======== Texte fourni ========
CA Bordeaux, 1re ch. civ., 15 décembre 2020, n° 19/03821
BORDEAUX
Arrêt
Confirmation
PARTIES
Demandeur :
New Jump International (SAS), New Jump (SAS)
Défendeur :
Cp Sports & Health (SAS)
COMPOSITION DE LA JURIDICTION
Président :
M. Potee
Conseillers :
M. Braud, Mme Vallee
Avocat :
SELARL Lexavoue Bordeaux
EXPOSE DU LITIGE
La SAS NEW JUMP International et la SAS NEW JUMP (ci-après les sociétés NEW JUMP) exposent qu’elles bénéficient de contrats de licence sur deux marques comportant la dénomination « NEW JUMP » déposées les 1er août 2016 et 15 juin 2017 par son fondateur, M. S., qui a créé des activités et des cours de trampoline dans des parcs de loisirs et qu'il a ainsi été développé sous ce nom un réseau de concessionnaires sur tout le territoire français.
Les deux sociétés indiquent que la SAS CP SPORTS & HEALTH a déposé le 4 novembre 2018 une marque 'YOU JUMP' désignant les mêmes produits et services, et créé un site internet <youjump.fr>.
Par acte du 4 avril 2019, les sociétés NEW JUMP ont fait assigner la société CP SPORTS & HEALTH devant le juge des référés du tribunal de grande instance de Bordeaux, afin qu'il se prononce sur des actes de contrefaçon de marque et de concurrence déloyale.
======== Enregistrements de données ========
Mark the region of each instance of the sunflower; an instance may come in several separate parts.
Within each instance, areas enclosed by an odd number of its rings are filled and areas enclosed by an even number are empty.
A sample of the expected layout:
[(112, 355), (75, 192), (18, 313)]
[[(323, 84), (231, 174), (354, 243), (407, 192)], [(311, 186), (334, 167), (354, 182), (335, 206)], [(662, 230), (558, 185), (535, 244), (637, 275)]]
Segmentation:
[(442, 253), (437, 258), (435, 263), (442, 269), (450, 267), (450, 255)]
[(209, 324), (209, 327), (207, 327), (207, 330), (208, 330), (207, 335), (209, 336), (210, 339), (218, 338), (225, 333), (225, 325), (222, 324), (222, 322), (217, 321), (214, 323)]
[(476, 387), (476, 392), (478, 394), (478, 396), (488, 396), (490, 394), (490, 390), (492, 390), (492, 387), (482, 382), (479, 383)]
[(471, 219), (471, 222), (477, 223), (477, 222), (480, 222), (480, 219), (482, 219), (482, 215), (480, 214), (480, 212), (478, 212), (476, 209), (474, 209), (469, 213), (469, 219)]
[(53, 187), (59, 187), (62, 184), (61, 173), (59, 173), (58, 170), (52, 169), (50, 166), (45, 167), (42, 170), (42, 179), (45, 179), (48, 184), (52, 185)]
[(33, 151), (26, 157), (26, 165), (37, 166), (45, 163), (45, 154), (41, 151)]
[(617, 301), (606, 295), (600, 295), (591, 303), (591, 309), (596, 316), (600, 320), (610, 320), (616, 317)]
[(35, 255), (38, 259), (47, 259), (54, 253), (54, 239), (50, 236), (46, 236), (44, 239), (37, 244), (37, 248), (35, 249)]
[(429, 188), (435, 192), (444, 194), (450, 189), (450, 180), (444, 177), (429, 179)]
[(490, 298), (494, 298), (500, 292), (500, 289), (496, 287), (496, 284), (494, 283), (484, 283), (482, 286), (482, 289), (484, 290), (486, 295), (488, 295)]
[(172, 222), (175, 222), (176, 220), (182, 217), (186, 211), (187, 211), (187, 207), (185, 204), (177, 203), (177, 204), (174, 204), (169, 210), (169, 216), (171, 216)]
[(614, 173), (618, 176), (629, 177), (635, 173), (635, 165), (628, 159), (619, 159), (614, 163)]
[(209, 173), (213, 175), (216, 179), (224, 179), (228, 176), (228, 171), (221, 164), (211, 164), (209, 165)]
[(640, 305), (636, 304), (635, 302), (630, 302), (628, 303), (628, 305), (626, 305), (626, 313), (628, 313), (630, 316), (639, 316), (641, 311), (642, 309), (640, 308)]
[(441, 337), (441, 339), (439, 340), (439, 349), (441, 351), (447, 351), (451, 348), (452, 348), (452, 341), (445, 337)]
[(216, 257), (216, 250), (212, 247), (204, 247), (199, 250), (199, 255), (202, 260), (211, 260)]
========
Consigne écrite: Pourriez-vous prolonger l'arrêt de la cour d'appel de Bordeaux en reprenant juste après sa dernière phrase ? Les enregistrements n'ont aucun lien avec l'arrêt de la cour d'appel de Bordeaux.

Réponse attendue:
Les sociétés NEW JUMP soutenaient qu'il existe un risque de confusion entre les marques au regard de la similitude visuelle, phonétique et conceptuelle, YOU JUMP imitant l'élément NEW JUMP qui constitue le caractère distinctif et dominant des marques antérieures. Elles soulignaient l'importance du préjudice au regard des redevances attendues des concessionnaires et de la perte de crédibilité auprès des partenaires.
Par ordonnance du 1er juillet 2019, le juge des référés a rejeté les demandes des sociétés NEW JUMP et les a condamnés à payer à la SAS CP SPORTS & HEALTH la somme de 3 000 € sur le fondement de l'article 700 du code de procédure civile et les dépens.
Pour ce faire, le tribunal a considéré pour l'essentiel que :
Sur la contrefaçon :
Le risque de confusion était insuffisamment caractérisé en ce que :
- les marques NEW JUMP LETS GO et YOU JUMP, qui se différencient visuellement et phonétiquement, n'ont en commun que le seul mot JUMP qui n'a qu'une distinctivité faible pour désigner une activité de saut en trampoline, le tribunal relevant qu'il existait 173 dénominations comprenant le terme JUMP, déposées dans le répertoire INPI en classe 41, concernant les mêmes activités que celles en cause.
- la marque NEW JUMP GOOOO! LANGON est encore plus nettement différenciée puisqu'elle présente une calligraphie particulière accompagnée de dessins, alors que la marque verbale YOU JUMP est représentée en lettres majuscules noires d'une police de caractère courante.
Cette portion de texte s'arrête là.